> **MATERIALS PROVIDED**:
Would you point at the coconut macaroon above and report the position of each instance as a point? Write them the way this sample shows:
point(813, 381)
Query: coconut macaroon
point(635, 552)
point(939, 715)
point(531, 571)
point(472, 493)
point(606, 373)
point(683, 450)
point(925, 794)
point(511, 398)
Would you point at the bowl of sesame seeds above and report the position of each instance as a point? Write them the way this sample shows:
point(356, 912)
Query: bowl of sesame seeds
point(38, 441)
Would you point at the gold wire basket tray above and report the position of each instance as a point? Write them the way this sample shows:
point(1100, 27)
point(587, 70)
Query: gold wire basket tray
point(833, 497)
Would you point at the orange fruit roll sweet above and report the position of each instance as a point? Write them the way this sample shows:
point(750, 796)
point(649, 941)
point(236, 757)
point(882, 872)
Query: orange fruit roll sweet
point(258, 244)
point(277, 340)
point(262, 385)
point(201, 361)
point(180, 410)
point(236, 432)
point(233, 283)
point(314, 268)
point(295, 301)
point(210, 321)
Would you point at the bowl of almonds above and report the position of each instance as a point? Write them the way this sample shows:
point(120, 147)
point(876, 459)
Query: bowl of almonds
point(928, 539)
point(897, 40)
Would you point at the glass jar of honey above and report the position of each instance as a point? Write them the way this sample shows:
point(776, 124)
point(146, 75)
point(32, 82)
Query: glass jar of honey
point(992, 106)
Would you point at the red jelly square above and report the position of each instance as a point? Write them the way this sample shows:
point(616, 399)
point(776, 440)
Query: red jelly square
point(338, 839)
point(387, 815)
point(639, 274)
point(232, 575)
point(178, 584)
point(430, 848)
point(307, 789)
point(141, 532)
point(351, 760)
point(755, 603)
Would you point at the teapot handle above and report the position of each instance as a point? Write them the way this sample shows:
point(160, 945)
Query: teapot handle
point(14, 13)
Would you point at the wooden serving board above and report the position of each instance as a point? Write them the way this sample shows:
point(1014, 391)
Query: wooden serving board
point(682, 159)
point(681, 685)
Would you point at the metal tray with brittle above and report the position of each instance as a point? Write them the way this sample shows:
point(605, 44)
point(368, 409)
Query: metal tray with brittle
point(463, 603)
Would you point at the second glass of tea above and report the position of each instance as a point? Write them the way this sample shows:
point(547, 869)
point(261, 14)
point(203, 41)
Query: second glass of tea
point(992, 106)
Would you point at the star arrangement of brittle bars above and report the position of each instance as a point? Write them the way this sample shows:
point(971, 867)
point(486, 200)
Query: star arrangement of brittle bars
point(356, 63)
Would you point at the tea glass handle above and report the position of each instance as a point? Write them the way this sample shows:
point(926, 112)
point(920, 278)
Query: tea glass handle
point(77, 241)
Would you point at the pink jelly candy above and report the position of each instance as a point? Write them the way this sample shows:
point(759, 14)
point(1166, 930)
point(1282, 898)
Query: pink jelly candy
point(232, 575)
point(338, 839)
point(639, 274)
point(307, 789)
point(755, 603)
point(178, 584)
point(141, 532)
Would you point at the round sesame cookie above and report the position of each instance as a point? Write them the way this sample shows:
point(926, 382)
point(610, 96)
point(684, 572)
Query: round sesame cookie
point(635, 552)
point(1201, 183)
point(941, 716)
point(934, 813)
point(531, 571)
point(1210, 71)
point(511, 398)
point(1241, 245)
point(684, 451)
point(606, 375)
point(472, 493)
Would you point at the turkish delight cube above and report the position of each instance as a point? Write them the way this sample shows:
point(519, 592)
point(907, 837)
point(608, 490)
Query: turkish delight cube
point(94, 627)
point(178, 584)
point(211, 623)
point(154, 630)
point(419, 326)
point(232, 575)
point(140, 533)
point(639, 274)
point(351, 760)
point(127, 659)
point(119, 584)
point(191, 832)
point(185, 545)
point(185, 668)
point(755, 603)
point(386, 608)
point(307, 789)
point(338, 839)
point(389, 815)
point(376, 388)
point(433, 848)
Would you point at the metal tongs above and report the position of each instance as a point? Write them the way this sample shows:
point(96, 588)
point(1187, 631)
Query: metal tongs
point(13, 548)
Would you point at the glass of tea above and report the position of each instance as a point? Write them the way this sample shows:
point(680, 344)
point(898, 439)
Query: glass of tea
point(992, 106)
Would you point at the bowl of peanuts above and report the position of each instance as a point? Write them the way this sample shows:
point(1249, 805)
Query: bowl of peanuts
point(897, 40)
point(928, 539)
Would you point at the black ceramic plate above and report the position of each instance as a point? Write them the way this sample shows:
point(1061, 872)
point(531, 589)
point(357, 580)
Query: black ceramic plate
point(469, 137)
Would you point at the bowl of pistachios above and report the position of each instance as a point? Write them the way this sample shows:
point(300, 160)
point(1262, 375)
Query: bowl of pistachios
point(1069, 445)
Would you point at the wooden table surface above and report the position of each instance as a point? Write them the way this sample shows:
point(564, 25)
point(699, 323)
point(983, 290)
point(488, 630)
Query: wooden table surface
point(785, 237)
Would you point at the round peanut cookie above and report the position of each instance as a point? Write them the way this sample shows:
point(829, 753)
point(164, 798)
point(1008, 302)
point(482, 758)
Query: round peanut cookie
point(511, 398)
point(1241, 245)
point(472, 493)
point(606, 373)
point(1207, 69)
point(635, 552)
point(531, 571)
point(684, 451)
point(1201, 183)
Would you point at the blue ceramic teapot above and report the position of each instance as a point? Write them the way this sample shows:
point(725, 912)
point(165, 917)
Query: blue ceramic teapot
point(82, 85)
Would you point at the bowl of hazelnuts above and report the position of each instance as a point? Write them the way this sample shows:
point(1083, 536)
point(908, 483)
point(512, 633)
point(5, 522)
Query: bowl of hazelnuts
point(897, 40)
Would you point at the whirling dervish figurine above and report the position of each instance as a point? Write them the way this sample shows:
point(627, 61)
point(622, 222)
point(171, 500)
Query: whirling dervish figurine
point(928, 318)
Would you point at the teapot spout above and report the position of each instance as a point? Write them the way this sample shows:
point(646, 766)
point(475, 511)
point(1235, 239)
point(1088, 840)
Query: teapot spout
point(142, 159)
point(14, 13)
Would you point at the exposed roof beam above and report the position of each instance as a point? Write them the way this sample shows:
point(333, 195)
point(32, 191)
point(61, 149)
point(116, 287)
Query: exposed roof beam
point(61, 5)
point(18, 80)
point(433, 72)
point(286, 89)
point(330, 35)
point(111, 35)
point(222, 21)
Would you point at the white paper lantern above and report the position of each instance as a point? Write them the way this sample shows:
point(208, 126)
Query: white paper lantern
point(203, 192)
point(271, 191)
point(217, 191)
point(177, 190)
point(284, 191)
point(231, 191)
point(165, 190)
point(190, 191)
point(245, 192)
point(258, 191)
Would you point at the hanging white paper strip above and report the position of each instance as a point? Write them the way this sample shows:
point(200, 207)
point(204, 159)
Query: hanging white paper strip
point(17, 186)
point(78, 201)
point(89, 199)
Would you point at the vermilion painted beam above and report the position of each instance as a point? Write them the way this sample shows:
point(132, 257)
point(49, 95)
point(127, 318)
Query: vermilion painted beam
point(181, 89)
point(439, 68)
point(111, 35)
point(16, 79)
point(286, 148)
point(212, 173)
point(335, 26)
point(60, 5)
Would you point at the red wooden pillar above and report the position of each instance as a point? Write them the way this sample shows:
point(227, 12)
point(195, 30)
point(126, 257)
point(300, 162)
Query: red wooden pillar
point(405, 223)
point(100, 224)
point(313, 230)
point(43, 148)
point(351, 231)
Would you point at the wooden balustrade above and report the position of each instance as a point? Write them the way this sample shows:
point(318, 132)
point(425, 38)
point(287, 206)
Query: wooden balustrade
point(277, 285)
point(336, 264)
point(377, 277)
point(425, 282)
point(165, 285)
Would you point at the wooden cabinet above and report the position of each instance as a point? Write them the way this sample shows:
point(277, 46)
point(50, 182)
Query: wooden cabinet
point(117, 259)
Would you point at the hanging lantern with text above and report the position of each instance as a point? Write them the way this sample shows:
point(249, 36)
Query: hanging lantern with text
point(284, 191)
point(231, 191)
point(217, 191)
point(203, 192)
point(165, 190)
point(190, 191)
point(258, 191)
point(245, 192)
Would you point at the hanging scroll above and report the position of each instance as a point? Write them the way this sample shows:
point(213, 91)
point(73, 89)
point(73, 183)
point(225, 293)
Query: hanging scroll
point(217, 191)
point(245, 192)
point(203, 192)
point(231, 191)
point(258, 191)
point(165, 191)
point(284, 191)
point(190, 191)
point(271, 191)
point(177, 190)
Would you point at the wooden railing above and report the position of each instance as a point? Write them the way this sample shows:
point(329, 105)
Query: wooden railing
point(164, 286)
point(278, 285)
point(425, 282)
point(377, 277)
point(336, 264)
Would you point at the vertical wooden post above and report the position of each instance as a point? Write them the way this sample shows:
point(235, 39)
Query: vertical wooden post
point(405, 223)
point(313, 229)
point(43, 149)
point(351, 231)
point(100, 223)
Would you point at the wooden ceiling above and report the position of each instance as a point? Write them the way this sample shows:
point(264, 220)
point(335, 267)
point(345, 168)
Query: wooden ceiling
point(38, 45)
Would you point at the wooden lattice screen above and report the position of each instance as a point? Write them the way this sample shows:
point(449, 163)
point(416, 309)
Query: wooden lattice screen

> **TASK DESCRIPTION**:
Could you arrange the lines of the records above as a Markdown table, starting at the line that contains "Would you point at the bowl of hazelnuts" and ending at the line that contains "point(89, 199)"? Use the columns Number and Text, with each line numbered in order and blank lines left out.

> **FINISHED TASK**:
| Number | Text |
|---|---|
| 1 | Would you point at the bowl of hazelnuts above and report the position of each instance as a point? Write them the way this sample shows: |
| 2 | point(1083, 536) |
| 3 | point(908, 483) |
| 4 | point(512, 633) |
| 5 | point(5, 522) |
| 6 | Query: bowl of hazelnuts |
| 7 | point(897, 40) |
| 8 | Would you point at the whirling dervish figurine above and report the position of each instance as a point? Write them the way this sample shows: |
| 9 | point(627, 61) |
| 10 | point(622, 222) |
| 11 | point(171, 500) |
| 12 | Query: whirling dervish figurine |
| 13 | point(928, 318) |
| 14 | Would you point at the teapot spout above and report the position of each instance as a point? Write them the way this sample shows: |
| 15 | point(646, 766) |
| 16 | point(475, 511) |
| 17 | point(1235, 239) |
| 18 | point(1088, 840) |
| 19 | Query: teapot spout |
| 20 | point(142, 159) |
| 21 | point(14, 13) |
| 22 | Would you point at the exposed roof beam above and report the position of each instance as a point? Write them the way this sample shows: |
| 23 | point(333, 195) |
| 24 | point(32, 191) |
| 25 | point(61, 149) |
| 26 | point(116, 287) |
| 27 | Query: exposed roof beam |
| 28 | point(61, 5) |
| 29 | point(18, 80) |
| 30 | point(433, 72) |
| 31 | point(286, 89) |
| 32 | point(330, 35) |
| 33 | point(111, 35) |
| 34 | point(222, 21) |
| 35 | Would you point at the white paper lantern above and report the position of each instance as a point? Write them the way this sample shows: |
| 36 | point(208, 126) |
| 37 | Query: white paper lantern |
| 38 | point(203, 192) |
| 39 | point(271, 191) |
| 40 | point(217, 191) |
| 41 | point(177, 190) |
| 42 | point(284, 191) |
| 43 | point(231, 191) |
| 44 | point(165, 190) |
| 45 | point(190, 191) |
| 46 | point(245, 192) |
| 47 | point(258, 191) |
| 48 | Would you point at the hanging white paper strip above and report the position of each instance as a point? Write them the way this sample shows: |
| 49 | point(200, 207) |
| 50 | point(204, 159) |
| 51 | Query: hanging white paper strip |
| 52 | point(17, 186) |
| 53 | point(78, 201) |
| 54 | point(89, 199) |